** PASSAGE TO READ follows **

Jeremy Saulnier is building a formidable reputation as a master of tension. Each of his films is a pressure cooker in its own right, reveling in chaos, cruelty, and (most importantly) retribution. His latest, Rebel Ridge, wants to follow that same path, but the Netflix thriller is too focused on the cruelty, and not enough on the retribution.
The film opens with a blindsiding — though not unfamiliar — act of police brutality. After selling his car and his stake in a restaurant, former marine Terry (Aaron Pierre) is cycling through a rural town when he’s run off the road by a police car. A pair of white cops throw around some particularly loaded microaggressions, then proceed to seize the $36,000 stashed in his backpack — the money he needs to keep his cousin, a key witness in a gangland trial, out of state prison, where he’ll most certainly be murdered.

** End of PASSAGE TO READ **
** INFORMATION SHOWN follows **

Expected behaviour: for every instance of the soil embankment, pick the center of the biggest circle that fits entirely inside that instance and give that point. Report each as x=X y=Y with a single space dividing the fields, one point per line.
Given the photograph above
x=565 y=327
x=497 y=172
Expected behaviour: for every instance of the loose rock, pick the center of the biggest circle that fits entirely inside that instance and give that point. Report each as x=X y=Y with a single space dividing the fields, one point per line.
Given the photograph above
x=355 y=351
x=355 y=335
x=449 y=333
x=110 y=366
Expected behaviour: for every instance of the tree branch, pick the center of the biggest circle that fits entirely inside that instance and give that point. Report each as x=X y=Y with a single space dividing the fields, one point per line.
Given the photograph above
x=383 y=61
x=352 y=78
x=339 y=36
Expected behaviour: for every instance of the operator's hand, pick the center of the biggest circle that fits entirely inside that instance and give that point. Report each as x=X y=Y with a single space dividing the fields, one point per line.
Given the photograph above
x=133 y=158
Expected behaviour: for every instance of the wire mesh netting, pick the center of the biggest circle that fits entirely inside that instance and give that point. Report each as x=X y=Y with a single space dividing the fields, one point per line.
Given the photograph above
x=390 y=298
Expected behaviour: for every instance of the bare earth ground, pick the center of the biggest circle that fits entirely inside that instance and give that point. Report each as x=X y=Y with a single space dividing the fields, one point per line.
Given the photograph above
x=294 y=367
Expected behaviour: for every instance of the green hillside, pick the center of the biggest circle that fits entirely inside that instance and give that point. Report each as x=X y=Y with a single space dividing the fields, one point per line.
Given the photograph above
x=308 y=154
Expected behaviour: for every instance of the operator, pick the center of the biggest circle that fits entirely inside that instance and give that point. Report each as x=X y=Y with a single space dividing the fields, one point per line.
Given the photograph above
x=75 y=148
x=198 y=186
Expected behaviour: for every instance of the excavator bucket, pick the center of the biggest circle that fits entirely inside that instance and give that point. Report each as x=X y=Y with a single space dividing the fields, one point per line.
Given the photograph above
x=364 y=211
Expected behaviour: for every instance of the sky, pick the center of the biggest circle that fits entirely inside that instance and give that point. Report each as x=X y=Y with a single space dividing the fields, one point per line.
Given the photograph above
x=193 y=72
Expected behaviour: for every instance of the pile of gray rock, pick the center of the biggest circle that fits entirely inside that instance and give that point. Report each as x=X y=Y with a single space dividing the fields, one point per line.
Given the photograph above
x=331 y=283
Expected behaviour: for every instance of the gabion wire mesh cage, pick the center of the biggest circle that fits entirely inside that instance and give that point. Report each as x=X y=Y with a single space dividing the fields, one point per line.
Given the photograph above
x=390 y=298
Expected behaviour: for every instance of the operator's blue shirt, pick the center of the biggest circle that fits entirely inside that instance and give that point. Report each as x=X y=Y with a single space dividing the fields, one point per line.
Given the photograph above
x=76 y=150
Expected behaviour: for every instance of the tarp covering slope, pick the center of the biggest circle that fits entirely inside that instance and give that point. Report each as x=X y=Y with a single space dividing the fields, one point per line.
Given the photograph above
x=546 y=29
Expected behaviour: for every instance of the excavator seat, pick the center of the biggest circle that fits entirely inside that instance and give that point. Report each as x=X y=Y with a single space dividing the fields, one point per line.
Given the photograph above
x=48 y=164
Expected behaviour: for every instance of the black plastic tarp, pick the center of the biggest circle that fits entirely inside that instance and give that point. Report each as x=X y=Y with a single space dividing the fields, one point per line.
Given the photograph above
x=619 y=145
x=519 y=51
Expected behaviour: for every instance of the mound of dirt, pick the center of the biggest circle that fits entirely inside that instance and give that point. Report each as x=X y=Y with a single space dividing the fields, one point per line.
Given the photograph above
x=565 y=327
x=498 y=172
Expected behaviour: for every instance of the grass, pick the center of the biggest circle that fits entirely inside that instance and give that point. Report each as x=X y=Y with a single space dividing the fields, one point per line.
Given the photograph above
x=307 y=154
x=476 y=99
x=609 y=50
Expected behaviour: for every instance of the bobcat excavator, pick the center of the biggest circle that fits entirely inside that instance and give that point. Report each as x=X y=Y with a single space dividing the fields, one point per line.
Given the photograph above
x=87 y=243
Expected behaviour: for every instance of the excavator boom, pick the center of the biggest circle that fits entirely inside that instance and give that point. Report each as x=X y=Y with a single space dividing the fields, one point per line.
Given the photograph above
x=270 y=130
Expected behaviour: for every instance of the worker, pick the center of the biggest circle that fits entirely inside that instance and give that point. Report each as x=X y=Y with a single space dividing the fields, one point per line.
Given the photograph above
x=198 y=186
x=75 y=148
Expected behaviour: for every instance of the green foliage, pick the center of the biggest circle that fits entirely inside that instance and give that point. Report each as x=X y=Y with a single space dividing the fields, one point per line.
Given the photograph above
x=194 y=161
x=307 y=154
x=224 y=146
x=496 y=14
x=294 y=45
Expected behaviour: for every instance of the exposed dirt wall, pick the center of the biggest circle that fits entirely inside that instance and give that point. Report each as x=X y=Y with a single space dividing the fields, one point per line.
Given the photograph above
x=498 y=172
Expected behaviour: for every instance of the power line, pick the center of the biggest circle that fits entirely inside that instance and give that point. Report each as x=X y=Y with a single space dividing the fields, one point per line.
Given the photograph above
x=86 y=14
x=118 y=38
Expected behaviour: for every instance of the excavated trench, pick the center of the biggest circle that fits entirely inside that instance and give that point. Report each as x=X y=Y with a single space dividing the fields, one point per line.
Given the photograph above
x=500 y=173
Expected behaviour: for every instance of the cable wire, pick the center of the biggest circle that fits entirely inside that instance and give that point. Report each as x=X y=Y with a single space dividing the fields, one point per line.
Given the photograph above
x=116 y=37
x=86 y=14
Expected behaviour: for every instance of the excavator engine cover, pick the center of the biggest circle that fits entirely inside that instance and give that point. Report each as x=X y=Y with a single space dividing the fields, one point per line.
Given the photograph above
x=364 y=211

** End of INFORMATION SHOWN **

• _QUESTIONS_
(1) Retype the passage of the Rebel Ridge review between "Jeremy Saulnier is" and "certainly be murdered.", inclusive.
(2) Name the three things that, according to the Rebel Ridge review, each of Jeremy Saulnier's films revels in.
(3) Answer these questions from the Rebel Ridge review:
(a) Whose latest film is Rebel Ridge?
(b) Which actor plays Terry?
(c) How much money do the police seize from Terry's backpack?
Complete each task using only the Rebel Ridge review.

• _EXERCISE RESULTS_
(1)
Jeremy Saulnier is building a formidable reputation as a master of tension. Each of his films is a pressure cooker in its own right, reveling in chaos, cruelty, and (most importantly) retribution. His latest, Rebel Ridge, wants to follow that same path, but the Netflix thriller is too focused on the cruelty, and not enough on the retribution.
The film opens with a blindsiding — though not unfamiliar — act of police brutality. After selling his car and his stake in a restaurant, former marine Terry (Aaron Pierre) is cycling through a rural town when he’s run off the road by a police car. A pair of white cops throw around some particularly loaded microaggressions, then proceed to seize the $36,000 stashed in his backpack — the money he needs to keep his cousin, a key witness in a gangland trial, out of state prison, where he’ll most certainly be murdered.

(2)
Chaos
Cruelty
Retribution

(3)
(a) Jeremy Saulnier's
(b) Aaron Pierre
(c) $36,000